### REQUIRED WORK:
Write out each of the records below word for word, keeping every line unchanged.

### INFORMATION SHOWN ###

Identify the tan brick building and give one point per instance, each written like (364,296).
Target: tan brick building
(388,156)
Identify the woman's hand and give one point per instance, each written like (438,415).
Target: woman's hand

###

### THE COMPLETED TASK:
Identify the tan brick building and give one point per instance, each written like (364,296).
Target: tan brick building
(388,156)
Identify the woman's hand and give one point per instance, each written like (438,415).
Target: woman's hand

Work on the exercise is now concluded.